▶ [EXERCISE DESCRIPTION]: Please reproduce the data from its beginning through the line containing "xmin=330 ymin=289 xmax=379 ymax=332", substituting "trash" for "garbage" and changing nothing else.
-------- DATASET EXCERPTS --------
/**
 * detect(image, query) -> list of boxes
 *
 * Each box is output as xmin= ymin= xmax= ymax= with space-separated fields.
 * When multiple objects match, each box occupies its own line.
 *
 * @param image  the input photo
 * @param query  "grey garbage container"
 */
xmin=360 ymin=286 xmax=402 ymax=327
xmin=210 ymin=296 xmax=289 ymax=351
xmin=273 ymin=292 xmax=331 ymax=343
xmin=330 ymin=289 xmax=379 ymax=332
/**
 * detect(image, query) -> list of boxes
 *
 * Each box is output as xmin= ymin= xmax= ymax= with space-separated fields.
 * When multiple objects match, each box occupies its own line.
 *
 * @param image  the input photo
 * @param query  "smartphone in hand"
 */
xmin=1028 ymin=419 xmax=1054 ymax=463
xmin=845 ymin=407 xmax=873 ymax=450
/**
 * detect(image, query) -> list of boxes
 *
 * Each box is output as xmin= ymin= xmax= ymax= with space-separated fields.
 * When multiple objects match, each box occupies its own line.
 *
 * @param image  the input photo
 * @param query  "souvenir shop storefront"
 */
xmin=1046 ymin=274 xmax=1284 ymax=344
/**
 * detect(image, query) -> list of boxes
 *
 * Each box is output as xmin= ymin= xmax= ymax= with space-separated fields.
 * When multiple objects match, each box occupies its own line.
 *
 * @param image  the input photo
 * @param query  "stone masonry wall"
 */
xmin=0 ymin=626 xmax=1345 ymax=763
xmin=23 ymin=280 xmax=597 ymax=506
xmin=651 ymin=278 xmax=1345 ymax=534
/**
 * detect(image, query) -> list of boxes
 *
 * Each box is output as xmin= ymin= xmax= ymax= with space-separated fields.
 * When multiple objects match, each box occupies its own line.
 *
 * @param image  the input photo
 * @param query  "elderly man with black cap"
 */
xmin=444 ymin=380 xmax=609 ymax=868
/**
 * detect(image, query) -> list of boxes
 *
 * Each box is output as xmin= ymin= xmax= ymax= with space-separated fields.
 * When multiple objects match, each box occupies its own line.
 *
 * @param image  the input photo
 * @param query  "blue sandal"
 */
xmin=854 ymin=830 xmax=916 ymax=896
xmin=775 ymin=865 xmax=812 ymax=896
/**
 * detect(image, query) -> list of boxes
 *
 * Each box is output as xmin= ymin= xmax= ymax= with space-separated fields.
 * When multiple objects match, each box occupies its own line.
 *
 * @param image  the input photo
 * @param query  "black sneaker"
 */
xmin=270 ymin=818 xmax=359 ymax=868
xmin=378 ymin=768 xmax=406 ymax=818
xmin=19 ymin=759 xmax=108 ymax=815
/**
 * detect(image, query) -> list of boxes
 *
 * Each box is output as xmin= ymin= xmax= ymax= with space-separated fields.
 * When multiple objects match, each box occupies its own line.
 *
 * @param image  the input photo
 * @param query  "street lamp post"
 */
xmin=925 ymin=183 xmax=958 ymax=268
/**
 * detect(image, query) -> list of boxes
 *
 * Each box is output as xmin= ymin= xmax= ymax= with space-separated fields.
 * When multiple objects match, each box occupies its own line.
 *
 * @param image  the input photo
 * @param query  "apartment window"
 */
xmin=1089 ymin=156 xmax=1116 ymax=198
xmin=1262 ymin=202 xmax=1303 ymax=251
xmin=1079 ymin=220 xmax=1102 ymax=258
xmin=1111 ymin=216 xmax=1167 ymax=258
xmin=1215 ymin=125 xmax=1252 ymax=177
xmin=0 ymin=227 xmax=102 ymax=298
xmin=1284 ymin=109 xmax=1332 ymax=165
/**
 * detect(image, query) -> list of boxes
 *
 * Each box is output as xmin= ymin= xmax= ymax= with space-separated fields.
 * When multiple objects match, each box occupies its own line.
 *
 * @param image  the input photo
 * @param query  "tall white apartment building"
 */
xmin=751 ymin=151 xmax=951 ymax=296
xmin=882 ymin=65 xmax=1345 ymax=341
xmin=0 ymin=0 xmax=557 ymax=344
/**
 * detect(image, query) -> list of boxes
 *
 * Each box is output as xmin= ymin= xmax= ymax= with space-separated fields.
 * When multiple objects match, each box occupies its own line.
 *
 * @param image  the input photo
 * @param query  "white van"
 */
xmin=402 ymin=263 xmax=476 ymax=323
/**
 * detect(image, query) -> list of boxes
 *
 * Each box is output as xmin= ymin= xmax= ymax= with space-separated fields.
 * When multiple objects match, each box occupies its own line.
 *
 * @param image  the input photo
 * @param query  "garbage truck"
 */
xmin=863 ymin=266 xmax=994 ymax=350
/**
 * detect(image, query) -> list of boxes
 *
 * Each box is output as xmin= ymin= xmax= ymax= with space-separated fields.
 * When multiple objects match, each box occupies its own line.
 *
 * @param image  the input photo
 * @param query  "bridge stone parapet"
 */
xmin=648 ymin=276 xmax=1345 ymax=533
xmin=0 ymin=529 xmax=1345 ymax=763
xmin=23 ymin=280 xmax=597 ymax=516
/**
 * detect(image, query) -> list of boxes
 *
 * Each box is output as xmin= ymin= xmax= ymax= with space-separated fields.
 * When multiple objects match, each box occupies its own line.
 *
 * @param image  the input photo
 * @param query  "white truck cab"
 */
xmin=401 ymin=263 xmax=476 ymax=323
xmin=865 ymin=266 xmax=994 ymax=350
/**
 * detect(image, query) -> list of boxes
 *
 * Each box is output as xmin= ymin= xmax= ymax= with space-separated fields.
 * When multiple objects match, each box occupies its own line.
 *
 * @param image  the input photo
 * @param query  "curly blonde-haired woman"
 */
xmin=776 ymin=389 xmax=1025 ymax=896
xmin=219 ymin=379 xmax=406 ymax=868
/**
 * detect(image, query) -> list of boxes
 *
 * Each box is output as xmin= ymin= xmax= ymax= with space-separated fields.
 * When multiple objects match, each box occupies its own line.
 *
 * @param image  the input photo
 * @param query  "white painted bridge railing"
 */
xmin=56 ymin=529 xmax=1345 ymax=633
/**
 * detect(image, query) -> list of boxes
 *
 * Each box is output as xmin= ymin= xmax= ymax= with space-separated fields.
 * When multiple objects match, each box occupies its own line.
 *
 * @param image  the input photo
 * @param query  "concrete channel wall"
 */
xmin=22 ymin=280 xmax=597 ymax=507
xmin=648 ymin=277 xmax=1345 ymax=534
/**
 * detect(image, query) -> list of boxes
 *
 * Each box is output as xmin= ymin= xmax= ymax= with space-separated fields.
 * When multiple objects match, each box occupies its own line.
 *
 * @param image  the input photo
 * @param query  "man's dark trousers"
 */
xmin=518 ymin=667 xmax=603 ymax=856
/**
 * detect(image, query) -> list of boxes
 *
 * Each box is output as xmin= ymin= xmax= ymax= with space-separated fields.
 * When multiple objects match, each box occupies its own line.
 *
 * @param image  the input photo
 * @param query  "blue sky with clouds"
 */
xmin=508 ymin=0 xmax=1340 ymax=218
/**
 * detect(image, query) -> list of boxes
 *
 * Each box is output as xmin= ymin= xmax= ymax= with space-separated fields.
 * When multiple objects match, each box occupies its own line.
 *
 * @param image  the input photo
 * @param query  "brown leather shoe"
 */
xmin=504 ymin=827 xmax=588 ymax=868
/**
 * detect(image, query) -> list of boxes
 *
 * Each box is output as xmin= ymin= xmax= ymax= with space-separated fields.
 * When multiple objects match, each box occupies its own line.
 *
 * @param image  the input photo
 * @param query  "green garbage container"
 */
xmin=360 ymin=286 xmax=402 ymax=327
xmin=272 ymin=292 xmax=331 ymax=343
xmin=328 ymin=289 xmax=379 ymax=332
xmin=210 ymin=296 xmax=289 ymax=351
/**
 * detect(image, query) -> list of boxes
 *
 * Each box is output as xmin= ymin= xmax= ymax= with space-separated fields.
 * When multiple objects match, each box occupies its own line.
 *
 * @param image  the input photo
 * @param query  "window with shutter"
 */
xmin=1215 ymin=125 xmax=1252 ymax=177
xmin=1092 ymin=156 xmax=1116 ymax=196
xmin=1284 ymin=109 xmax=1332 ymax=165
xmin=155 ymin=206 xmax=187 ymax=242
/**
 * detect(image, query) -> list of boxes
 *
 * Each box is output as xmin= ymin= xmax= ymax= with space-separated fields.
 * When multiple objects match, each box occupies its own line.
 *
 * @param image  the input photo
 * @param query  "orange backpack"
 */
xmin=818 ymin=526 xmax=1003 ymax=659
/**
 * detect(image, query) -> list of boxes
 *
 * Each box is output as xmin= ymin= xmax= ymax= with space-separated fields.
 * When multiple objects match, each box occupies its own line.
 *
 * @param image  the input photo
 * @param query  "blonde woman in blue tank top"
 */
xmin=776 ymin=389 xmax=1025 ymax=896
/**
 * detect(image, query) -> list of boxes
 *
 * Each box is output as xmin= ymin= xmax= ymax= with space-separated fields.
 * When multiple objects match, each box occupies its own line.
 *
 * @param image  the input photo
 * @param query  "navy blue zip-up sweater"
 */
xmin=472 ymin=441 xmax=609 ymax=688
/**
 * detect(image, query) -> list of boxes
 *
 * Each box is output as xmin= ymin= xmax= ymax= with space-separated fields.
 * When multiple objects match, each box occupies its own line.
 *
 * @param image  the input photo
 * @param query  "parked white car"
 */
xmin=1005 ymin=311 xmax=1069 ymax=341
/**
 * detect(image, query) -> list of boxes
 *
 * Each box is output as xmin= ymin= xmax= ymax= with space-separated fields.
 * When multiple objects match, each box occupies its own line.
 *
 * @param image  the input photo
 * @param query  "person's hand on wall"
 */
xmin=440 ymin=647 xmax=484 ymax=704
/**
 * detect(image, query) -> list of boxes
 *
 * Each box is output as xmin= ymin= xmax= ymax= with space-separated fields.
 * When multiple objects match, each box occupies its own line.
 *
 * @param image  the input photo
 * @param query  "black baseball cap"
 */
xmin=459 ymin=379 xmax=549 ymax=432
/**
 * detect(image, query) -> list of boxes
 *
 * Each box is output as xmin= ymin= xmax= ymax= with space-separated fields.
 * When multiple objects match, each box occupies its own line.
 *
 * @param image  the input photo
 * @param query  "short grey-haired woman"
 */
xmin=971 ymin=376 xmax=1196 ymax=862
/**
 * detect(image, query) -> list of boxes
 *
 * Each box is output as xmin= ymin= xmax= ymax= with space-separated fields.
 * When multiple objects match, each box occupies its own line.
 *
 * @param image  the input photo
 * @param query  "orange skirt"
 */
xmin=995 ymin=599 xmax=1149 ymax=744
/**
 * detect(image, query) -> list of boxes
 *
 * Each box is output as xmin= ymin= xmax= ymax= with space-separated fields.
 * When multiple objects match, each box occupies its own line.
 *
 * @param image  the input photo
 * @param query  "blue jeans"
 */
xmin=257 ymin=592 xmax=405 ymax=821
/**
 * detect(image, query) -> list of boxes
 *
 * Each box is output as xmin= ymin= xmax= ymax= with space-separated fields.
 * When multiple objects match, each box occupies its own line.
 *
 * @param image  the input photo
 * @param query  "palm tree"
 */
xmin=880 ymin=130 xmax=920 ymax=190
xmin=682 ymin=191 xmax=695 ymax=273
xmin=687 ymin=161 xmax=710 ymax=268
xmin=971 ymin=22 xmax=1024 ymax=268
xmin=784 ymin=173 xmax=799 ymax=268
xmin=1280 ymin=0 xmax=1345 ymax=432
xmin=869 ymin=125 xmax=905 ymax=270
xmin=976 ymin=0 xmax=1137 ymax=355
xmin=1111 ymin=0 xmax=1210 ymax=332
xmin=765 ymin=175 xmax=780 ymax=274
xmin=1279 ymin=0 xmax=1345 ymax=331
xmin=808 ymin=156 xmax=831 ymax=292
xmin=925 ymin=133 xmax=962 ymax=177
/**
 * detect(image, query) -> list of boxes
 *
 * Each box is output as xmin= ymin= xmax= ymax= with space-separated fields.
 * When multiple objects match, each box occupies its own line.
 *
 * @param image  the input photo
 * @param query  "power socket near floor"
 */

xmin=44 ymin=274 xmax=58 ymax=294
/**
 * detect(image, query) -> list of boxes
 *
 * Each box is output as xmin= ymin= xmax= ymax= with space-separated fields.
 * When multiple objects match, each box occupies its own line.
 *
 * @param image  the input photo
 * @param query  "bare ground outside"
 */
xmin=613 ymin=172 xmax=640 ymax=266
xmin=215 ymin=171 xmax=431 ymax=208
--------
▶ [RIGHT ANSWER]:
/**
 * detect(image, query) -> list of boxes
 *
 * Each box is output as xmin= ymin= xmax= ymax= with space-separated fields.
 * When multiple objects match, each box occupies its own line.
 *
 * @param image  the input photo
 * @param query  "grey trash container"
 */
xmin=360 ymin=286 xmax=402 ymax=327
xmin=210 ymin=296 xmax=289 ymax=351
xmin=273 ymin=292 xmax=331 ymax=343
xmin=330 ymin=289 xmax=379 ymax=332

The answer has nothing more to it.